ENTRIES:
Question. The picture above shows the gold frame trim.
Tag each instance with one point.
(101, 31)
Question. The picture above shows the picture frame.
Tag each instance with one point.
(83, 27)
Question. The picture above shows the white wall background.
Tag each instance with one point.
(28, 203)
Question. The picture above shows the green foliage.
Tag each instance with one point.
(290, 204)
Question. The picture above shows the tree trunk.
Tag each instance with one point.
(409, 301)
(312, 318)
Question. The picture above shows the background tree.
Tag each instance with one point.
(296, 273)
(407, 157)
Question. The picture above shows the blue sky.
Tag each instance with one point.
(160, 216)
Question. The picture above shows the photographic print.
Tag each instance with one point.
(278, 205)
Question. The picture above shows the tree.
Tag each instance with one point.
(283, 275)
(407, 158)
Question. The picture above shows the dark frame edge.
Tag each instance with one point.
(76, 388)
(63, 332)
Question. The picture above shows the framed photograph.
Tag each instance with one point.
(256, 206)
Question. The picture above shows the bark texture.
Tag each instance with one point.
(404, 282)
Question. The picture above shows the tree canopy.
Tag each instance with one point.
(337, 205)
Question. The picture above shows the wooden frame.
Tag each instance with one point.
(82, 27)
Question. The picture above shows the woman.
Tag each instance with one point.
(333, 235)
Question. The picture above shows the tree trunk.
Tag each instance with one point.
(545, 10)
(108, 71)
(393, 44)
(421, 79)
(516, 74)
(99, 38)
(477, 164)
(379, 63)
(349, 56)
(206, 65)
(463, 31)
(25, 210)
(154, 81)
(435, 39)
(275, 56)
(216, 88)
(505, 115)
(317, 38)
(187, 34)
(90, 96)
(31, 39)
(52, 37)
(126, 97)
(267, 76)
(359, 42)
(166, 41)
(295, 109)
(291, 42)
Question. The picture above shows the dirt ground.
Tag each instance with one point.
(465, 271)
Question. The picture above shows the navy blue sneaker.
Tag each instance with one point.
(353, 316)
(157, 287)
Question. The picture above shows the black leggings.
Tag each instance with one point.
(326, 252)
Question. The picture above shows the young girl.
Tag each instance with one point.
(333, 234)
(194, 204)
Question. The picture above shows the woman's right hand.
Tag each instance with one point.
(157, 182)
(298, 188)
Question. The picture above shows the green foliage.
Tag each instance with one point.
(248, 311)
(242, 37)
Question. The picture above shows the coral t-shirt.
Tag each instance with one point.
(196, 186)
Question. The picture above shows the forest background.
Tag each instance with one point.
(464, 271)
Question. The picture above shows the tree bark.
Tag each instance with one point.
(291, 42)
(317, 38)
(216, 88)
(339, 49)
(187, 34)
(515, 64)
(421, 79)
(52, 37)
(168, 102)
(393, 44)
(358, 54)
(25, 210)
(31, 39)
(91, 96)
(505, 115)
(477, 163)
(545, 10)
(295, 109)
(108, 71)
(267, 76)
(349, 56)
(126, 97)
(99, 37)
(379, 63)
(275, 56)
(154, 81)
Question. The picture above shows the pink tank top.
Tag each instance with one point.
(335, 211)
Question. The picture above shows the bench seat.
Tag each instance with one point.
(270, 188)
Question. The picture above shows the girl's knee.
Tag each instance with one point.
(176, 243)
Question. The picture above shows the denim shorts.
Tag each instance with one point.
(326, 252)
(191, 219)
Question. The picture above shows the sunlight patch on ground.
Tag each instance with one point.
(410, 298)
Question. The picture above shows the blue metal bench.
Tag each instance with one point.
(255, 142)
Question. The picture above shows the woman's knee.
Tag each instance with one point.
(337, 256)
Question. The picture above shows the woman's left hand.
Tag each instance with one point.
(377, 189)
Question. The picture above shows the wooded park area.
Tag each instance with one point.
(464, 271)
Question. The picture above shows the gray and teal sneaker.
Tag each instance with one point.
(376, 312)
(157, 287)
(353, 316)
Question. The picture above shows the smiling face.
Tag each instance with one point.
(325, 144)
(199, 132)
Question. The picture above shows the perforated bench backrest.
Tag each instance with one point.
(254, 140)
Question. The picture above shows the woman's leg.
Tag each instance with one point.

PROBLEM REQUIREMENTS: Your task is to give the records above again, exactly.

REPLY:
Question. The picture above shows the gold frame trim.
Tag each instance with one point.
(101, 31)
Question. The picture above shows the picture frame.
Tag each instance with one point.
(83, 27)
Question. The picture above shows the white wall background.
Tag each instance with one point.
(28, 203)
Question. The picture above shows the green foliage.
Tag each instance with one point.
(290, 204)
Question. The picture above shows the tree trunk.
Tag each instance with one point.
(409, 301)
(312, 318)
Question. The picture above shows the background tree.
Tag each instance with one point.
(296, 273)
(407, 157)
Question. The picture above shows the blue sky.
Tag each instance with one point.
(160, 216)
Question. The picture above shows the photographic print.
Tag each instance with one point.
(278, 205)
Question. The picture above shows the tree.
Tag each instance with one point.
(283, 275)
(407, 158)
Question. The picture above shows the dark frame edge.
Tag each instance with one point.
(76, 388)
(63, 332)
Question. The picture above shows the framed photograph.
Tag each instance with one point.
(256, 206)
Question. The picture above shows the bark texture.
Tag each instance with one point.
(404, 282)
Question. The picture above shows the tree canopy.
Tag each instance with one point.
(337, 205)
Question. The picture above shows the wooden frame.
Tag each instance with one point.
(82, 27)
Question. The picture above shows the woman.
Tag each instance with one point.
(333, 235)
Question. The picture above shows the tree trunk.
Tag each instance with one point.
(545, 10)
(108, 71)
(393, 44)
(421, 79)
(516, 74)
(99, 38)
(477, 164)
(379, 63)
(349, 56)
(206, 65)
(463, 31)
(25, 210)
(154, 81)
(435, 39)
(275, 56)
(216, 88)
(505, 115)
(317, 38)
(187, 34)
(90, 96)
(31, 39)
(52, 37)
(126, 97)
(267, 76)
(359, 42)
(166, 41)
(295, 109)
(291, 42)
Question. The picture above shows the dirt ground.
Tag each instance with one point.
(465, 271)
Question. The picture above shows the navy blue sneaker.
Tag each instance with one point.
(353, 316)
(157, 287)
Question. The picture above shows the black leggings.
Tag each instance with one point.
(326, 252)
Question. The picture above shows the young girl.
Tag each instance with one point.
(333, 234)
(194, 204)
Question. The picture above shows the woman's right hand.
Tag each instance with one point.
(157, 182)
(298, 188)
Question. The picture above shows the green foliage.
Tag each instance with one point.
(248, 311)
(242, 37)
Question. The picture above shows the coral t-shirt.
Tag each instance with one point.
(196, 186)
Question. The picture above shows the forest background.
Tag each instance with one point.
(464, 271)
Question. The picture above shows the tree bark.
Tag each instance with one point.
(291, 42)
(317, 38)
(216, 88)
(339, 49)
(187, 34)
(515, 64)
(421, 79)
(52, 37)
(168, 102)
(393, 44)
(358, 54)
(25, 210)
(31, 39)
(91, 96)
(505, 115)
(477, 163)
(545, 10)
(295, 109)
(108, 71)
(267, 76)
(349, 56)
(126, 97)
(99, 37)
(379, 63)
(275, 56)
(154, 81)
Question. The picture above shows the pink tank top.
Tag each instance with one point.
(335, 211)
Question. The picture above shows the bench seat.
Tag each instance with one point.
(270, 188)
Question. The picture above shows the girl's knee.
Tag each instance with one point.
(176, 243)
Question. The picture above shows the denim shorts.
Tag each instance with one point.
(326, 252)
(191, 219)
Question. The picture above shows the sunlight patch on ground.
Tag each instance with one point.
(410, 298)
Question. The picture above shows the blue metal bench.
Tag each instance with one point.
(255, 142)
Question. The picture above shows the woman's knee.
Tag each instance with one point.
(337, 256)
Question. The picture above shows the woman's left hand.
Tag each instance with one point.
(377, 189)
Question. The picture above shows the wooded park area.
Tag each instance with one point.
(464, 271)
Question. The picture above shows the gray and teal sneaker.
Tag each instance with one point.
(376, 312)
(157, 287)
(353, 316)
Question. The picture above shows the smiling face.
Tag each instance with one point.
(325, 144)
(199, 132)
Question. The picture above shows the perforated bench backrest.
Tag each instance with one point.
(254, 140)
Question. The picture above shows the woman's leg.
Tag each instance with one point.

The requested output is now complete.